## [What you will do]
The listing must be copied out in full and exactly; no images go with it.

## [The records]

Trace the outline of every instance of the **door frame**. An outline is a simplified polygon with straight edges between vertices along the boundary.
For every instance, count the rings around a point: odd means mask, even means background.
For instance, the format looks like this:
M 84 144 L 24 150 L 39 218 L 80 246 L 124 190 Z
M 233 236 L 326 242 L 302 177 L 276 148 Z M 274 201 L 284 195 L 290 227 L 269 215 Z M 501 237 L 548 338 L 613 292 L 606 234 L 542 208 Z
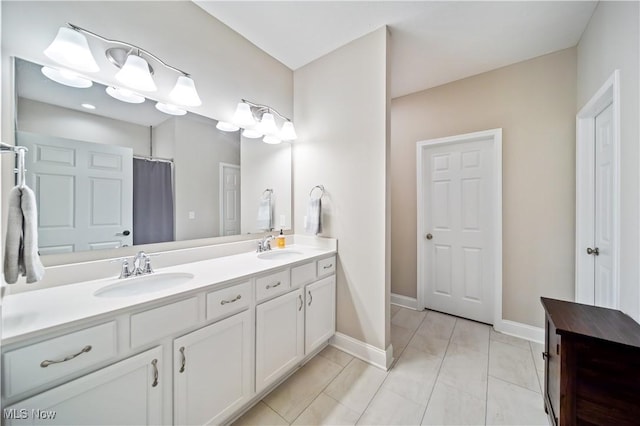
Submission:
M 418 141 L 416 143 L 416 161 L 417 161 L 417 213 L 418 213 L 418 226 L 417 226 L 417 267 L 418 267 L 418 282 L 417 282 L 417 295 L 419 307 L 426 306 L 426 294 L 424 288 L 424 280 L 426 278 L 425 262 L 424 259 L 424 238 L 426 229 L 424 224 L 424 187 L 423 187 L 423 175 L 424 170 L 422 167 L 424 151 L 426 148 L 432 148 L 434 146 L 451 145 L 464 142 L 473 142 L 476 140 L 486 140 L 490 138 L 492 142 L 493 150 L 493 182 L 491 188 L 494 191 L 493 201 L 493 214 L 495 219 L 495 226 L 493 227 L 493 236 L 491 241 L 494 245 L 494 260 L 493 260 L 493 324 L 498 325 L 502 321 L 502 128 L 484 130 L 480 132 L 465 133 L 462 135 L 448 136 L 444 138 L 428 139 Z
M 593 276 L 592 258 L 584 256 L 584 249 L 595 238 L 595 119 L 611 104 L 613 116 L 613 244 L 612 282 L 615 308 L 620 307 L 620 71 L 615 70 L 576 115 L 576 281 L 575 300 L 595 303 L 595 282 L 585 281 Z
M 224 232 L 224 206 L 225 206 L 225 200 L 224 200 L 224 169 L 225 168 L 233 168 L 233 169 L 238 169 L 240 170 L 240 166 L 237 164 L 231 164 L 231 163 L 223 163 L 220 162 L 219 163 L 219 177 L 218 177 L 218 206 L 220 209 L 220 228 L 218 233 L 220 234 L 220 236 L 224 236 L 223 232 Z

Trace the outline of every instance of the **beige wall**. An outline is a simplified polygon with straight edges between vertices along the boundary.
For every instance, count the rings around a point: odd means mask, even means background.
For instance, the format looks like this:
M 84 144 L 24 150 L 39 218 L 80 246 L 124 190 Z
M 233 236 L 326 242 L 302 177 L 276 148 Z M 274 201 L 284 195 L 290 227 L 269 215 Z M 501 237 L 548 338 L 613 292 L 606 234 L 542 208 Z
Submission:
M 391 291 L 416 297 L 416 142 L 503 129 L 503 318 L 574 293 L 576 49 L 391 102 Z
M 620 70 L 620 308 L 640 322 L 640 4 L 600 2 L 578 44 L 577 108 Z
M 294 72 L 295 231 L 314 185 L 324 185 L 324 232 L 338 239 L 337 328 L 385 349 L 388 91 L 381 28 Z

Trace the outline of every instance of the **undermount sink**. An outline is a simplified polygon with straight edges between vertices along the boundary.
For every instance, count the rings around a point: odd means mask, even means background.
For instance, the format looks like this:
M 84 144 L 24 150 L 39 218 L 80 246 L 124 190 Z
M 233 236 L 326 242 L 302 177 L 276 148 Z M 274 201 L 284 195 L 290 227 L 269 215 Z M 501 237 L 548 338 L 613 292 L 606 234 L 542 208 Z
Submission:
M 187 272 L 166 272 L 124 278 L 98 289 L 93 295 L 97 297 L 136 296 L 179 286 L 189 282 L 192 278 L 193 274 Z
M 269 251 L 263 251 L 258 254 L 258 259 L 267 260 L 286 260 L 301 255 L 301 251 L 287 250 L 287 249 L 273 249 Z

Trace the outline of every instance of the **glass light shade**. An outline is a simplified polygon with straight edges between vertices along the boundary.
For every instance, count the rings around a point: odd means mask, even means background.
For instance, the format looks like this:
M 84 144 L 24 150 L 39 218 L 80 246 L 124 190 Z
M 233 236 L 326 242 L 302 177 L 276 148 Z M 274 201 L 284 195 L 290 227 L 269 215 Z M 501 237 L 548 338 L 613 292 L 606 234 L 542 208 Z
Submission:
M 242 136 L 250 139 L 261 138 L 262 135 L 263 133 L 260 133 L 259 131 L 253 129 L 244 129 L 244 131 L 242 132 Z
M 276 120 L 273 118 L 273 114 L 265 112 L 262 115 L 262 120 L 258 123 L 257 130 L 264 135 L 275 135 L 278 133 L 278 126 L 276 126 Z
M 71 28 L 60 27 L 44 54 L 68 68 L 83 72 L 100 71 L 86 37 Z
M 149 64 L 144 58 L 137 55 L 127 56 L 124 65 L 116 73 L 116 79 L 131 89 L 143 92 L 155 92 L 158 90 L 156 83 L 151 78 Z
M 282 130 L 280 131 L 280 137 L 284 141 L 293 141 L 298 139 L 298 135 L 296 134 L 296 129 L 293 127 L 293 123 L 290 121 L 285 121 L 282 125 Z
M 227 123 L 226 121 L 218 121 L 218 124 L 216 124 L 216 129 L 222 130 L 223 132 L 235 132 L 237 130 L 240 130 L 240 127 L 232 123 Z
M 65 69 L 55 69 L 51 67 L 42 67 L 42 74 L 47 78 L 55 81 L 56 83 L 64 84 L 65 86 L 77 87 L 79 89 L 86 89 L 93 85 L 93 81 L 85 78 L 73 71 Z
M 262 139 L 262 142 L 268 143 L 269 145 L 277 145 L 282 142 L 282 140 L 277 136 L 266 135 L 264 139 Z
M 129 89 L 109 86 L 106 88 L 107 95 L 122 102 L 130 104 L 141 104 L 144 102 L 144 96 L 138 95 Z
M 193 79 L 186 75 L 178 77 L 178 81 L 176 81 L 176 85 L 173 90 L 171 90 L 171 93 L 169 93 L 169 97 L 179 105 L 192 107 L 202 105 Z
M 182 108 L 171 104 L 165 104 L 163 102 L 158 102 L 156 104 L 156 109 L 170 115 L 185 115 L 187 113 L 187 111 Z
M 253 113 L 251 112 L 249 104 L 245 104 L 244 102 L 238 103 L 236 112 L 233 114 L 233 122 L 240 127 L 251 127 L 256 125 L 256 120 L 253 118 Z

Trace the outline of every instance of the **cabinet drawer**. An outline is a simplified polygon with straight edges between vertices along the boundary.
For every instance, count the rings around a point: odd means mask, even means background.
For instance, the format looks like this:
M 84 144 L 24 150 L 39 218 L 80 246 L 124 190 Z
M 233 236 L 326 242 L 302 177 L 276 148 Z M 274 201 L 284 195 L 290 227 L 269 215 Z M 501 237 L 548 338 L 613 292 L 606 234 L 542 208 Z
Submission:
M 162 339 L 197 323 L 196 297 L 131 315 L 131 347 Z
M 336 272 L 336 257 L 331 256 L 318 260 L 318 277 L 333 274 Z
M 289 270 L 256 278 L 256 300 L 259 302 L 271 296 L 285 293 L 291 288 Z
M 207 320 L 238 312 L 249 306 L 251 281 L 207 294 Z
M 316 279 L 316 262 L 291 268 L 291 287 L 308 284 Z
M 116 342 L 116 323 L 112 321 L 7 352 L 3 358 L 5 397 L 113 358 Z

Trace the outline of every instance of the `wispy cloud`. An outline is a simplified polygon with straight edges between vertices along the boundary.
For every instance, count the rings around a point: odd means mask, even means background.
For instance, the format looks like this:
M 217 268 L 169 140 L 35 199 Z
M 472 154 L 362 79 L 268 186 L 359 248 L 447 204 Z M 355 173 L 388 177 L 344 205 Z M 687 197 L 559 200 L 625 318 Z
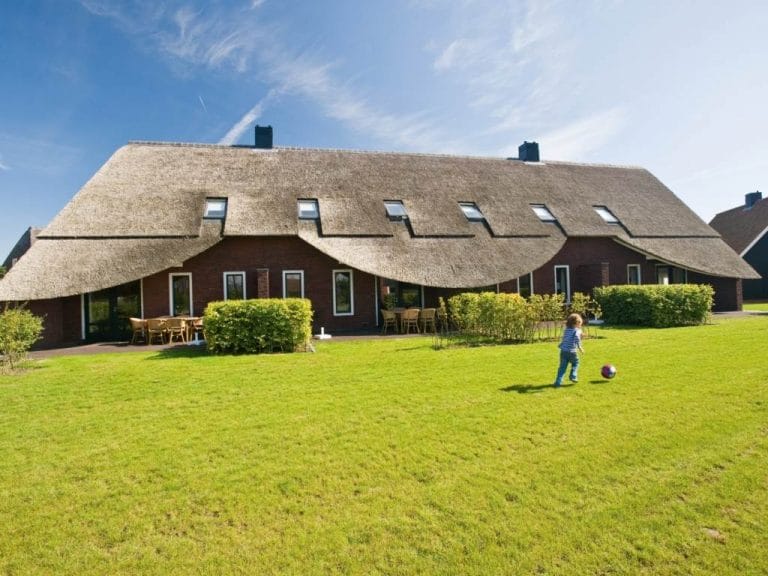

## [Written answer]
Trace the outline of every instance of the **door frame**. An outline is a simplified polygon with straight edges between vertices along the boundary.
For every instance, count the rings around a point: odd means mask, even means background.
For instance, the format looks like this:
M 84 144 L 24 150 L 39 218 L 80 246 L 124 190 Z
M 233 236 L 326 242 L 302 177 L 276 148 Z M 274 201 L 284 195 L 290 227 L 269 215 Z M 501 237 L 548 338 L 613 292 L 606 234 L 542 208 Z
Submission:
M 418 141 L 416 143 L 416 161 L 417 161 L 417 213 L 418 213 L 418 226 L 417 226 L 417 267 L 418 267 L 418 282 L 417 282 L 417 295 L 419 307 L 426 306 L 426 294 L 424 288 L 424 280 L 426 278 L 425 262 L 424 259 L 424 238 L 426 229 L 424 224 L 424 187 L 423 187 L 423 175 L 424 170 L 422 167 L 424 151 L 426 148 L 432 148 L 434 146 L 451 145 L 464 142 L 473 142 L 476 140 L 486 140 L 490 138 L 492 142 L 493 150 L 493 182 L 491 188 L 494 191 L 493 201 L 493 214 L 495 219 L 495 226 L 493 227 L 493 236 L 491 241 L 494 245 L 494 260 L 493 260 L 493 324 L 498 325 L 502 321 L 502 128 L 484 130 L 480 132 L 465 133 L 462 135 L 448 136 L 444 138 L 428 139 Z
M 593 276 L 592 258 L 584 256 L 584 249 L 595 238 L 595 119 L 611 104 L 613 116 L 613 244 L 612 282 L 615 308 L 620 307 L 620 71 L 615 70 L 576 115 L 576 281 L 575 300 L 595 303 L 595 282 L 585 281 Z
M 224 232 L 224 206 L 225 206 L 225 200 L 224 200 L 224 169 L 225 168 L 233 168 L 233 169 L 238 169 L 240 170 L 240 166 L 237 164 L 231 164 L 231 163 L 223 163 L 220 162 L 219 163 L 219 177 L 218 177 L 218 206 L 220 209 L 220 228 L 218 233 L 220 234 L 220 236 L 224 236 L 223 232 Z

Trace the outline of every instance of the **beige wall**. An outline is a simplified polygon with straight edges between vertices along the boundary.
For every instance, count the rings around a point: odd means mask, even means background.
For instance, the format looks like this:
M 84 144 L 24 150 L 39 218 L 80 246 L 124 190 Z
M 233 236 L 326 242 L 302 177 L 276 148 Z M 274 201 L 284 195 L 290 227 L 269 215 Z M 501 237 L 548 338 L 613 292 L 606 234 L 542 208 Z
Submission:
M 391 291 L 416 297 L 416 142 L 503 129 L 503 318 L 574 293 L 576 49 L 391 102 Z
M 620 70 L 620 308 L 640 322 L 640 4 L 600 2 L 578 44 L 577 108 Z
M 294 72 L 295 231 L 314 185 L 324 185 L 324 232 L 338 239 L 337 328 L 385 349 L 388 91 L 381 28 Z

Trace the outline of every instance of the **undermount sink**. An outline is a simplified polygon with straight edges between vertices along the boundary.
For every instance, count the rings around a point: odd means mask, even means background.
For instance, the format looks like this:
M 84 144 L 24 150 L 39 218 L 80 246 L 124 190 Z
M 233 236 L 326 242 L 302 177 L 276 148 Z M 274 201 L 284 195 L 290 227 L 269 215 Z M 501 237 L 548 338 L 613 292 L 606 234 L 542 208 Z
Submission:
M 187 272 L 166 272 L 124 278 L 98 289 L 93 295 L 97 297 L 136 296 L 179 286 L 189 282 L 192 278 L 193 274 Z
M 269 251 L 263 251 L 258 254 L 258 259 L 267 260 L 286 260 L 301 255 L 301 251 L 287 250 L 287 249 L 273 249 Z

Trace the outline of every instance of the **glass light shade**. An outline is a simplified polygon with straight edges between vertices along the boundary.
For every instance, count the rings around a point: odd means mask, even means background.
For instance, the format looks like this:
M 84 144 L 24 150 L 39 218 L 80 246 L 124 190 Z
M 233 236 L 326 242 L 302 177 L 276 148 Z M 274 201 L 284 195 L 290 227 L 269 215 Z M 501 237 L 548 338 L 613 292 L 606 234 L 542 208 Z
Submission:
M 242 136 L 250 139 L 261 138 L 262 135 L 263 133 L 260 133 L 259 131 L 253 129 L 244 129 L 244 131 L 242 132 Z
M 276 120 L 273 118 L 273 114 L 265 112 L 262 115 L 262 120 L 258 123 L 257 130 L 264 135 L 275 135 L 278 133 L 278 126 L 276 126 Z
M 71 28 L 60 27 L 44 54 L 68 68 L 83 72 L 100 71 L 86 37 Z
M 149 64 L 144 58 L 137 55 L 127 56 L 124 65 L 116 73 L 116 79 L 131 89 L 143 92 L 155 92 L 158 90 L 156 83 L 151 78 Z
M 282 130 L 280 131 L 280 137 L 284 141 L 293 141 L 298 139 L 298 135 L 296 134 L 296 129 L 293 127 L 293 123 L 290 121 L 285 121 L 282 125 Z
M 227 123 L 226 121 L 218 121 L 218 124 L 216 124 L 216 129 L 222 130 L 223 132 L 235 132 L 237 130 L 240 130 L 240 127 L 232 123 Z
M 65 69 L 55 69 L 51 67 L 42 67 L 42 74 L 47 78 L 55 81 L 56 83 L 64 84 L 65 86 L 77 87 L 79 89 L 86 89 L 93 85 L 93 81 L 85 78 L 73 71 Z
M 262 139 L 262 142 L 268 143 L 269 145 L 277 145 L 282 142 L 282 140 L 277 136 L 266 135 L 264 139 Z
M 129 89 L 109 86 L 106 88 L 107 95 L 122 102 L 130 104 L 141 104 L 144 102 L 144 96 L 138 95 Z
M 193 79 L 186 75 L 178 77 L 178 81 L 176 81 L 176 85 L 173 90 L 171 90 L 171 93 L 169 93 L 169 97 L 179 105 L 192 107 L 202 105 Z
M 182 108 L 171 104 L 165 104 L 163 102 L 158 102 L 156 104 L 156 109 L 170 115 L 185 115 L 187 113 L 187 111 Z
M 253 113 L 251 112 L 249 104 L 245 104 L 244 102 L 238 103 L 236 112 L 233 114 L 233 122 L 240 127 L 251 127 L 256 125 L 256 120 L 253 118 Z

Trace the outline of every instance of the **cabinet drawer**. An outline is a simplified polygon with straight edges between vertices along the boundary.
For every instance, count the rings around a point: odd means mask, even means background.
For instance, the format looks like this:
M 84 144 L 24 150 L 39 218 L 80 246 L 124 190 Z
M 233 236 L 326 242 L 302 177 L 276 148 Z M 274 201 L 284 195 L 290 227 L 269 215 Z M 501 237 L 548 338 L 613 292 L 606 234 L 542 208 Z
Submission:
M 162 339 L 197 323 L 196 297 L 131 315 L 131 347 Z
M 336 272 L 336 257 L 331 256 L 318 260 L 318 277 L 333 274 Z
M 289 270 L 256 278 L 256 300 L 259 302 L 271 296 L 285 293 L 291 288 Z
M 207 320 L 238 312 L 249 306 L 251 281 L 207 294 Z
M 316 279 L 316 262 L 291 268 L 291 287 L 308 284 Z
M 116 342 L 116 323 L 112 321 L 7 352 L 3 358 L 5 397 L 113 358 Z

Trace the outline of every instance of the `wispy cloud`. An outline is a simplified polygon with straight edges between vertices along the boundary.
For every instance, count the rings around a point: odd means mask, even means background.
For instance, the format looks like this:
M 217 268 L 169 140 L 35 199 Z
M 472 154 L 362 79 L 268 186 L 359 248 L 447 204 Z M 355 173 L 388 177 L 344 205 Z M 687 197 L 559 200 L 625 318 Z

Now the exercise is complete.